Could you copy out all the lines in the material below where the word "clicks" occurs?

• **Extracted information**
○ ○ ○ ○

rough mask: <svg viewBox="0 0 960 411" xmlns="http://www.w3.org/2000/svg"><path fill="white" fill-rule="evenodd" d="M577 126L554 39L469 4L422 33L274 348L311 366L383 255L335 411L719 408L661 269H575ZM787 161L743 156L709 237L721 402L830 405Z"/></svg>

○ ○ ○ ○

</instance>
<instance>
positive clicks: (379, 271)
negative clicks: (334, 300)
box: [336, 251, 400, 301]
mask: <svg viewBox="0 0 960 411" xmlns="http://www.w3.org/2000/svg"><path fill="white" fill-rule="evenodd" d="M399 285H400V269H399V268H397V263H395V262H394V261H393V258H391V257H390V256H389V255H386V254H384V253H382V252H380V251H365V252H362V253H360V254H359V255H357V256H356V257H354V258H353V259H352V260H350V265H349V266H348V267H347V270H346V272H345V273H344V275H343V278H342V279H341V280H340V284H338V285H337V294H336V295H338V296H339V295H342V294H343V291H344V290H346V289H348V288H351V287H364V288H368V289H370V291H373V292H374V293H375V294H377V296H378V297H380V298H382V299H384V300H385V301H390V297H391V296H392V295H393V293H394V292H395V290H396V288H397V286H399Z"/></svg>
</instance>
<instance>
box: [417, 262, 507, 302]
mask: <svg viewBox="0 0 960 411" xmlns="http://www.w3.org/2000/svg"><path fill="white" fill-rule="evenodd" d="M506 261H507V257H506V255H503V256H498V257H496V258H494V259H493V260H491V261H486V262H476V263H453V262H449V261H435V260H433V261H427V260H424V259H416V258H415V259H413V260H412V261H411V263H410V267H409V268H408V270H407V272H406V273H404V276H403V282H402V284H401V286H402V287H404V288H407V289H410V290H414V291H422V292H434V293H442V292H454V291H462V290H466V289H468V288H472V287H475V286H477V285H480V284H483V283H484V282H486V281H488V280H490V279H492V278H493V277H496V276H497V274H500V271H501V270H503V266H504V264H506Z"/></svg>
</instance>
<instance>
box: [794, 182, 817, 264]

○ ○ ○ ○

• **Task solution**
positive clicks: (379, 271)
negative clicks: (334, 300)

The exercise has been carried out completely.